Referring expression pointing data
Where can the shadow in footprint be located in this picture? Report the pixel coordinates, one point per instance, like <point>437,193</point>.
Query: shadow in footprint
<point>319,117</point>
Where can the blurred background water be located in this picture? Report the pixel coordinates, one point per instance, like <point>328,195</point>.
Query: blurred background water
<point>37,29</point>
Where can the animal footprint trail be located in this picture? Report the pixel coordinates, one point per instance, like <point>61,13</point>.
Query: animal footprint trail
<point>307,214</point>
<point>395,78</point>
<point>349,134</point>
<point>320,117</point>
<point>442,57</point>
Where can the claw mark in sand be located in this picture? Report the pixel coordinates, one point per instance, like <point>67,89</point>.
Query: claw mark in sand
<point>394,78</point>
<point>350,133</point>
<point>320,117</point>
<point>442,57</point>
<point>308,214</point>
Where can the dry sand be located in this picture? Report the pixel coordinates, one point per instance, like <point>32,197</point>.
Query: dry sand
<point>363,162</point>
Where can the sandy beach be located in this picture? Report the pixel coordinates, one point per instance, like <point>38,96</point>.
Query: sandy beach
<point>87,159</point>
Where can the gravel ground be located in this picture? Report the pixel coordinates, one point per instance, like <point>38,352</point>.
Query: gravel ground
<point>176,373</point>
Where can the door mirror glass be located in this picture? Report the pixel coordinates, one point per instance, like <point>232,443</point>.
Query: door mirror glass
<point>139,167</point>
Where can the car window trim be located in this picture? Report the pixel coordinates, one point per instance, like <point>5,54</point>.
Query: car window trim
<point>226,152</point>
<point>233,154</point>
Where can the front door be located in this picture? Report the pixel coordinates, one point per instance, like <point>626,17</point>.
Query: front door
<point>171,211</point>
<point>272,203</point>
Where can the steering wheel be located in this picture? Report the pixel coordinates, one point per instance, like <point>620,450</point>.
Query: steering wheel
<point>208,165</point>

> **REQUIREMENT**
From the line containing "Where can the sandy" to the last line of the data above, copy each line exactly and add nothing.

> **EXERCISE OUTPUT**
Where can the sandy beach be located in this picture? Report the pixel coordinates, one point per instance, like <point>38,96</point>.
Query: sandy beach
<point>87,159</point>
Where can the gravel ground be located in this picture? Report the pixel coordinates, one point per instance, like <point>38,352</point>.
Query: gravel ground
<point>176,373</point>
Where can the door mirror glass be located in this picture? Report the pixel coordinates, one point per instance, like <point>232,443</point>.
Query: door mirror glass
<point>139,167</point>
Where can the car window trim be located in this picture? Report the pixel coordinates, one point per instance, like <point>5,54</point>.
Query: car window trim
<point>226,152</point>
<point>233,154</point>
Where can the front door be located in this picture? Report the pixel coordinates, one point per instance, like <point>626,17</point>.
Query: front door
<point>171,211</point>
<point>272,203</point>
Where can the steering wheel be located in this picture? Report the pixel coordinates, one point per instance, like <point>620,450</point>.
Query: steering wheel
<point>208,165</point>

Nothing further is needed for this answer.